● ВЫБРАННЫЙ ФРАГМЕНТ
▼
Эдуарду Артемьеву 78 лет; тридцать из них он работает над «Преступлением и наказанием». Фото: Варвара Лозенко (Коммерсантъ)
В Московском театре мюзикла — мировая премьера оперы Эдуарда Артемьева «Преступление и наказание». В роли режиссера-постановщика выступает Андрей Кончаловский, он же написал либретто совместно с Юрием Ряшенцевым при участии Марка Розовского. Над оперой Артемьев работал около 30 лет: начал в середине 1970-х, закончил в 2007-м. Тогда же вышел двойной альбом с записью «Преступления и наказания». Для нынешней постановки опера была существенно переработана, став рок-оперой.
Бросить Достоевского
Из опер, написанных по Достоевскому, репертуарными стали только две: «Из мертвого дома» Яначека и «Игрок» Прокофьева. Как вы решились взяться еще за одну?
Когда Кончаловский мне эту работу предложил, у него был уже готовый сценарий, для которого Ряшенцев написал потрясающие стихи: получился почти текст Достоевского — мастерство величайшее! Я увидел настолько высокий класс работы, что не был готов взяться. Шел год, думаю, 1974-й. Я сказал, что не буду это делать, — тема совершенно не моя, и с такими гигантами я не готов встречаться. Андрон в 1979 году уехал в Лос-Анджелес, оттуда мне названивал, пытался руководить издалека. Был момент, когда я начал очень бодро: написал одну из арий Раскольникова, арию шарманщика и народную сценку… а потом фигура Федора Михайловича совершенно меня подавила. Я остановился. Андрон опять меня взбодрил: «Да брось ты Достоевского, опера совершенно не про это». Я много раз бросал и начинал снова, но это все оказались эскизы.
▲
● ЗАДАНИЕ 1
Сколько времени, согласно фрагменту, Эдуард Артемьев работал над оперой «Преступление и наказание»?
● ЗАДАНИЕ 2
Замените во фрагменте «рок-оперой» на «мюзиклом» и приведите получившийся отрывок. Начните со слов «Эдуарду Артемьеву 78» и остановитесь после слов «еще за одну?».

● ИССЛЕДУЕМЫЕ ДАННЫЕ
▼
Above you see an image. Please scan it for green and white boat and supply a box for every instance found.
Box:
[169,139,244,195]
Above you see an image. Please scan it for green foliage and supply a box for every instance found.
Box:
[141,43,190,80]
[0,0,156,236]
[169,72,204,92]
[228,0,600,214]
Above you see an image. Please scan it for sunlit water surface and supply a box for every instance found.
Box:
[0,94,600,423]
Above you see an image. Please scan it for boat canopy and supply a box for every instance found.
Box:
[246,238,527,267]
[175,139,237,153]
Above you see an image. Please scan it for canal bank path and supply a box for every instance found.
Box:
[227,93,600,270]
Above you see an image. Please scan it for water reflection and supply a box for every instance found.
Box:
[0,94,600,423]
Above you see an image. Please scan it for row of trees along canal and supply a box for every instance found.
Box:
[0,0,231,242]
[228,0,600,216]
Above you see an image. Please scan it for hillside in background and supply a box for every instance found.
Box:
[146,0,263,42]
▲
▼
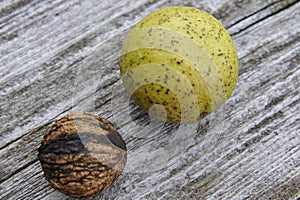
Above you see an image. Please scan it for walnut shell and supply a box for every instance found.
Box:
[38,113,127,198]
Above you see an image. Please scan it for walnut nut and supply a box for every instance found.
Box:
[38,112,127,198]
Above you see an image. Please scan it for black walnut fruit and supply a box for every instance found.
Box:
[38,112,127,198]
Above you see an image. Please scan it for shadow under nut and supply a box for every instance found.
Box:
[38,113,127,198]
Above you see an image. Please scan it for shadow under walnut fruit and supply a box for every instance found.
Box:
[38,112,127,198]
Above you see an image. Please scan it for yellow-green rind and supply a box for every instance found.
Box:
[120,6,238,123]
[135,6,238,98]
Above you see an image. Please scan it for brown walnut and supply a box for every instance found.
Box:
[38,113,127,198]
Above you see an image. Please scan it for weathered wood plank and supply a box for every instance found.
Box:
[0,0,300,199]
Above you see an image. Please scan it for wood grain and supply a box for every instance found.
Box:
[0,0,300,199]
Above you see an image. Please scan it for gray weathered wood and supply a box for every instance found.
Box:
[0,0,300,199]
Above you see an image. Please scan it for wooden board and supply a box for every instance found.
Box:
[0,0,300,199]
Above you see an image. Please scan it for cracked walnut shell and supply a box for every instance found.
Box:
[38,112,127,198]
▲
▼
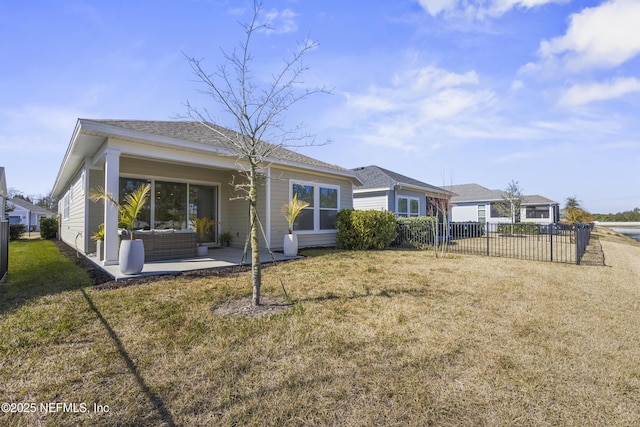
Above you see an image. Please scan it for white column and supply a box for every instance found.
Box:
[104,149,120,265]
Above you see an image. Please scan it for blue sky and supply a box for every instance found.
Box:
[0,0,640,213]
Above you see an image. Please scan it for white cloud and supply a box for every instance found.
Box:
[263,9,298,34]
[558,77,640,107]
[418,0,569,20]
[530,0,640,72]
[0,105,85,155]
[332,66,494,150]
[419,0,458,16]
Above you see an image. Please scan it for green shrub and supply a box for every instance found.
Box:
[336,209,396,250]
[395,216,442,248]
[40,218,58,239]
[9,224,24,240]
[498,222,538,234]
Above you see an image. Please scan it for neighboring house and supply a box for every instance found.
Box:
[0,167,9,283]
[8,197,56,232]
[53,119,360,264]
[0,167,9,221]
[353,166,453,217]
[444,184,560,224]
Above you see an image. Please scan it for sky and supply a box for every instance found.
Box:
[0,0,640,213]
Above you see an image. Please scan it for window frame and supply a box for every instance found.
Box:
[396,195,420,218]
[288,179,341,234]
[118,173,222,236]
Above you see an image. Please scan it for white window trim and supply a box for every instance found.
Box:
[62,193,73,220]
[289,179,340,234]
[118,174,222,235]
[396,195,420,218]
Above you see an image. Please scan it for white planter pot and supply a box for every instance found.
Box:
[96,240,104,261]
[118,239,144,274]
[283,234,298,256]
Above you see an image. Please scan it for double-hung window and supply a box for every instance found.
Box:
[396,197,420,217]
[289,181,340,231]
▲
● РЕЗУЛЬТАТ 1
Около 30 лет: с середины 1970-х до 2007 года.

● РЕЗУЛЬТАТ 2
Эдуарду Артемьеву 78 лет; тридцать из них он работает над «Преступлением и наказанием». Фото: Варвара Лозенко (Коммерсантъ)
В Московском театре мюзикла — мировая премьера оперы Эдуарда Артемьева «Преступление и наказание». В роли режиссера-постановщика выступает Андрей Кончаловский, он же написал либретто совместно с Юрием Ряшенцевым при участии Марка Розовского. Над оперой Артемьев работал около 30 лет: начал в середине 1970-х, закончил в 2007-м. Тогда же вышел двойной альбом с записью «Преступления и наказания». Для нынешней постановки опера была существенно переработана, став мюзиклом.
Бросить Достоевского
Из опер, написанных по Достоевскому, репертуарными стали только две: «Из мертвого дома» Яначека и «Игрок» Прокофьева. Как вы решились взяться еще за одну?